:: TASK DIRECTIONS ::
Rewrite the Hell's Kitchen update from "It’s a continuing" up to and including "on this week.", putting "bars and restaurants" in place of "restaurants and bars".

:: SOURCE TEXT ::
● ● ● ● ● ● ●
Happy Valentine’s Day weekend. We are sending you love and hugs.
Thanks to all the people who took our survey yesterday on the return to dining at 25%. This is the third time we’ve asked the question — the last surveys being at the end of August (indoor dining came back September 30 the first time) and at the end of October (pre-election and when 50% dining was being touted in the city). Many restaurants are continuing to offer a hybrid of indoor and outdoor dining — and that’s good news, because although there are more folks willing to head indoors, the “Hell NO!” people make up half of our readers now. Read the details here…
We’re lucky that Eater’s chief food critic, Ryan Sutton, lives in the neighborhood. This week he dished up an update to his list of places to eat in Hell’s Kitchen. What do you think?
Last night, we updated the W42ST Hell’s Kitchen is OPEN! app — and added a link to Ryan’s reviews. You can also now search for “Indoor” to find out who’s moved back inside.
It’s a continuing job to keep updated — on Sunday, restaurants and bars increase their opening hours to 11pm (thanks to Governor Cuomo) — so we’ll be updating again then. Please help by emailing us with any changes you see, places we missed, etc.
Here’s what’s been going on this week.
We started the week talking about some big noise in Hell’s Kitchen. First off, the Power Station — the legendary recording studio on W53rd Street — has reopened after a two-year, multi-million dollar restoration and refurbishment.
From 1977, it became a recording home for artists from Springsteen to Bruno Mars, McCartney to Lady Gaga, Cyndi Lauper to Herbie Hancock, Bob Dylan to Tony Bennett. The albums produced there are legendary – Brothers in Arms, Bowie’s Changes, Born in the USA, and the Hamilton cast recording. Sting’s 2016 album 57th & 9th is named after the intersection he crossed every day to get there.
Stephen Webber, executive director of BerkleeNYC, has pioneered the project and took us on a tour. Join us…
Then, down 10th Avenue at W42nd Street, we had a different sort of HK sound — a high-pitched high-rise howling.
A couple of weeks ago, a reader reported that she was being “plagued by a mystery sound in the air most of the day and night — a high-pitched noise from afar that sounds like a tuning fork.” We asked W42ST readers if they had been experiencing the sound pollution anywhere else in Hell’s Kitchen. Many wrote in to us, and we think we have a good idea where it’s coming from! Read more…
We lost a tree on 9th Avenue. Thanks to reader, Michael William G, for this picture taken between W48/49th Street.
● ● ● ● ● ● ●
:: Data drawn from a collection ::
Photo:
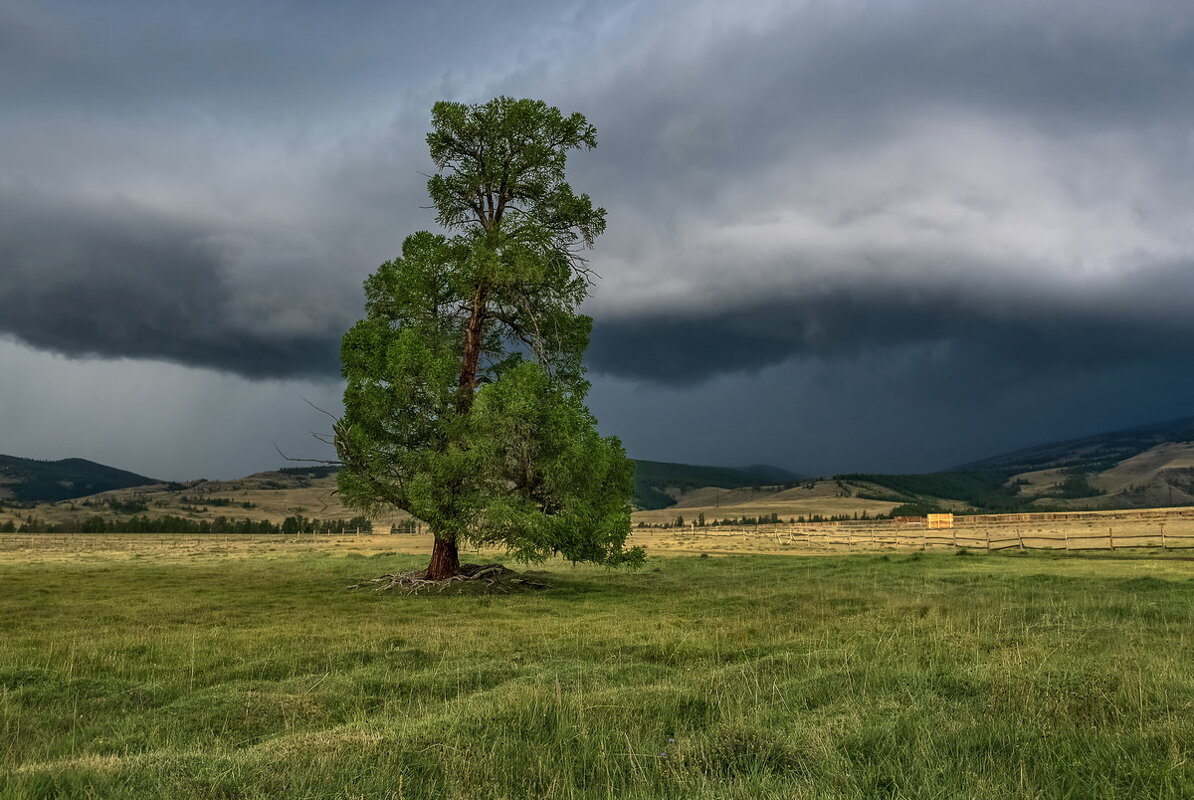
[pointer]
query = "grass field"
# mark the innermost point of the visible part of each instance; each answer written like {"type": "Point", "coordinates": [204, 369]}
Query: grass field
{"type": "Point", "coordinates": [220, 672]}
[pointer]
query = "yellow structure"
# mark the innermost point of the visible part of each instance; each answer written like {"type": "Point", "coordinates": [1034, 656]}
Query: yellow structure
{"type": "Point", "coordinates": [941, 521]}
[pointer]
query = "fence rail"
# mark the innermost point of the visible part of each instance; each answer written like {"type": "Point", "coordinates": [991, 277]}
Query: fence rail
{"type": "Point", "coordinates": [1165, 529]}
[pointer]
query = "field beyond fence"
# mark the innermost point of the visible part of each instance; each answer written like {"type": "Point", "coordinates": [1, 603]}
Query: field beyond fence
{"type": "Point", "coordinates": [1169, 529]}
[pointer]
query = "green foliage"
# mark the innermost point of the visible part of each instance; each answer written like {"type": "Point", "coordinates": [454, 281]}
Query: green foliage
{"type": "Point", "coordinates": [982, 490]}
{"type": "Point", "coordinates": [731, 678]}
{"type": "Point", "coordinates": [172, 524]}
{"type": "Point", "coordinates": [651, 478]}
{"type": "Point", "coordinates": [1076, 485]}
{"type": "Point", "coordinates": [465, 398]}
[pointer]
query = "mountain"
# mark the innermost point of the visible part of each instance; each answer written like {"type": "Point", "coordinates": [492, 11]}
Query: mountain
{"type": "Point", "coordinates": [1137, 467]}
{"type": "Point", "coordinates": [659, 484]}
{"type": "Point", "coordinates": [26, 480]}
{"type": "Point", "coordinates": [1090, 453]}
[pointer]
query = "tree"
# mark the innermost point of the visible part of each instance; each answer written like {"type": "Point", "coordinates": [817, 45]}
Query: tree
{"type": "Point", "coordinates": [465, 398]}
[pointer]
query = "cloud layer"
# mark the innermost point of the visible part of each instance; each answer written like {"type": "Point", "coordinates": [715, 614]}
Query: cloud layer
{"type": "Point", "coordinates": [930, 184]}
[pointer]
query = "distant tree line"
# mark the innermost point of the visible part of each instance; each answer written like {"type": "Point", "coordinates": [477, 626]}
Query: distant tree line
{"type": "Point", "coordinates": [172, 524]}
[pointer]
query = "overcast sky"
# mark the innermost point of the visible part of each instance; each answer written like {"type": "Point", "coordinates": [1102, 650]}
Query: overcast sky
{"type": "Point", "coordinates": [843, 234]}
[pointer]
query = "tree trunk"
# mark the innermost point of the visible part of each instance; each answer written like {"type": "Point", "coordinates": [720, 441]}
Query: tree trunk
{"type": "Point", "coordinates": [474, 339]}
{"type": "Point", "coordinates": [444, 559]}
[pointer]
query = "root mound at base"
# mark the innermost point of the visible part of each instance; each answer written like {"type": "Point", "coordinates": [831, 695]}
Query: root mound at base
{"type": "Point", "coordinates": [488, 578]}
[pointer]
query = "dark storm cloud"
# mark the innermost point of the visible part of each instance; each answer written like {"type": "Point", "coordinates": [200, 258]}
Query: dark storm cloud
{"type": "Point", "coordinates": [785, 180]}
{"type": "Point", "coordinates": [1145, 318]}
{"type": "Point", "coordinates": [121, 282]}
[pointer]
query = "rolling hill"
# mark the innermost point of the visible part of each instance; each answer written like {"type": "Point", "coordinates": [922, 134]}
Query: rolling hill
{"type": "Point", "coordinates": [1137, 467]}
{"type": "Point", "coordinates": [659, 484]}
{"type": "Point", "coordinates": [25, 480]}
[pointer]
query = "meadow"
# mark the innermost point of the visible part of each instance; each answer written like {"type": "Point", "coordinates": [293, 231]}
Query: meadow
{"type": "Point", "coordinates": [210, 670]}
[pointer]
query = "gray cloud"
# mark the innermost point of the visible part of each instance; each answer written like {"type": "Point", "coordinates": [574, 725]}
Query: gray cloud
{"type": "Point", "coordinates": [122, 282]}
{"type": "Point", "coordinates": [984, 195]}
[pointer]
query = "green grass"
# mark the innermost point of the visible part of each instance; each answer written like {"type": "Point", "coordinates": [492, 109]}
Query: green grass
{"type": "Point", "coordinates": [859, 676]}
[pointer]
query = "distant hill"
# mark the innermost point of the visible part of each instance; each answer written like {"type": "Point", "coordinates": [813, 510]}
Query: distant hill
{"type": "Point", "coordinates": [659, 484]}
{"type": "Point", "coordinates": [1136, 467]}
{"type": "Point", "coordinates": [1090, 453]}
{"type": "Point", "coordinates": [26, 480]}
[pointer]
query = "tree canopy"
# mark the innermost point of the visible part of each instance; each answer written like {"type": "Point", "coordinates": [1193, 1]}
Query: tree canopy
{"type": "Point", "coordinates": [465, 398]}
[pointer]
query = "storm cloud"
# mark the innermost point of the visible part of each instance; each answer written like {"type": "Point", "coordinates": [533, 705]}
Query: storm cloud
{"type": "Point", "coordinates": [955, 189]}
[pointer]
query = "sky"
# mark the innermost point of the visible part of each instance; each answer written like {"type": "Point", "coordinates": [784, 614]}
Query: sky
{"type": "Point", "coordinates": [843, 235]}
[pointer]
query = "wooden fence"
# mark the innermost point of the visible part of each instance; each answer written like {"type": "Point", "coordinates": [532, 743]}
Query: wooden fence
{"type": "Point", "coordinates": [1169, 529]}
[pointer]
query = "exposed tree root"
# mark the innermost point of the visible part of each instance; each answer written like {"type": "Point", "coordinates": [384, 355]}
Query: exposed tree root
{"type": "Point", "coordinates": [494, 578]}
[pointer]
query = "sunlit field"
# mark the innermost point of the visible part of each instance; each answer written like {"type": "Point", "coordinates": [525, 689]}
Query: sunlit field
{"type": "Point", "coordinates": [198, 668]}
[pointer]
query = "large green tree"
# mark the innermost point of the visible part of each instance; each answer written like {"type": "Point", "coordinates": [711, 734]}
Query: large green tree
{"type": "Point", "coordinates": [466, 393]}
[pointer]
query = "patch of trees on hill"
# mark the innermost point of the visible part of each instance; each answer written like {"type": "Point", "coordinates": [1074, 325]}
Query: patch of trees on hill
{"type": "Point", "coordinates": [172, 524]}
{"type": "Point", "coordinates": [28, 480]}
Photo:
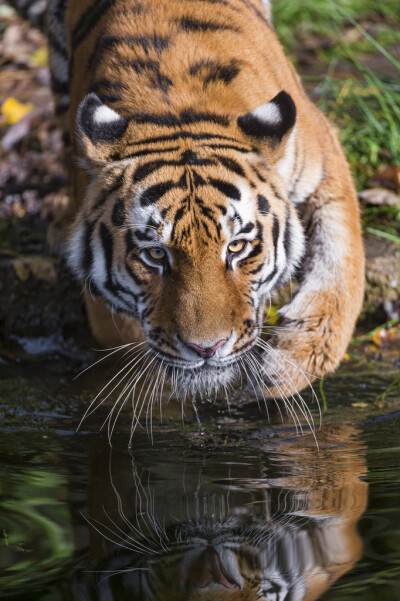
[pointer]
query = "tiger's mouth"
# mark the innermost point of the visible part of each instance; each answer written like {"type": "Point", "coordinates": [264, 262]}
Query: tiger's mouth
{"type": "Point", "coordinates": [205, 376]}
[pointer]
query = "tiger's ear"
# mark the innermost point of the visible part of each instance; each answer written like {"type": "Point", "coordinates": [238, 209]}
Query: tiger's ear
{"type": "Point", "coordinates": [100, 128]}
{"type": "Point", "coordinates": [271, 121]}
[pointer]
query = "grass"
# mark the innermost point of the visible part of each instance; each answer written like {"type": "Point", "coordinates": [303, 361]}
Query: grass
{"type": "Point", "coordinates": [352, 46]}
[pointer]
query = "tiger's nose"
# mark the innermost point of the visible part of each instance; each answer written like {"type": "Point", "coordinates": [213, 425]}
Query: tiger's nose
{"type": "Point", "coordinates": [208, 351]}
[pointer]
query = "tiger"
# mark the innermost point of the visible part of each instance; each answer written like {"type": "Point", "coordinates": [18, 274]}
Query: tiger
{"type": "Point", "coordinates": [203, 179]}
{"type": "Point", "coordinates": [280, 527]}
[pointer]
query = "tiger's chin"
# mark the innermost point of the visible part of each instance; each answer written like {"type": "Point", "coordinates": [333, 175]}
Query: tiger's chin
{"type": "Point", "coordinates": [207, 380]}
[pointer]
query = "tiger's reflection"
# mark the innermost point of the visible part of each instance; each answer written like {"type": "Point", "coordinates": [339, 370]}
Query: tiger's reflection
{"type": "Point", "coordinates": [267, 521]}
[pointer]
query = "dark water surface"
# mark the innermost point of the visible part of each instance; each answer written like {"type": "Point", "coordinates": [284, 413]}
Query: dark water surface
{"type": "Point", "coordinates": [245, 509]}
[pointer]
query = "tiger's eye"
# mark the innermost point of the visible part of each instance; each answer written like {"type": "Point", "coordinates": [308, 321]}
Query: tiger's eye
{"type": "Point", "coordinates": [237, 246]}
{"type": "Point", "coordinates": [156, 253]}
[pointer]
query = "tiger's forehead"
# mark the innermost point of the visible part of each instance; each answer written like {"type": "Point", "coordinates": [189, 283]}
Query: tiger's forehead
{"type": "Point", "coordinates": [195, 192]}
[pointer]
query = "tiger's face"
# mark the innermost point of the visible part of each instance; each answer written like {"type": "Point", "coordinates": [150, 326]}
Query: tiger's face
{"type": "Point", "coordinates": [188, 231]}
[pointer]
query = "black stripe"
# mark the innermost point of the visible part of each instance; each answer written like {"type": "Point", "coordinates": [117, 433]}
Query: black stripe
● ● ● ● ● ● ●
:: SOLUTION TO THIS EXERCISE ::
It’s a continuing job to keep updated — on Sunday, bars and restaurants increase their opening hours to 11pm (thanks to Governor Cuomo) — so we’ll be updating again then. Please help by emailing us with any changes you see, places we missed, etc.
Here’s what’s been going on this week.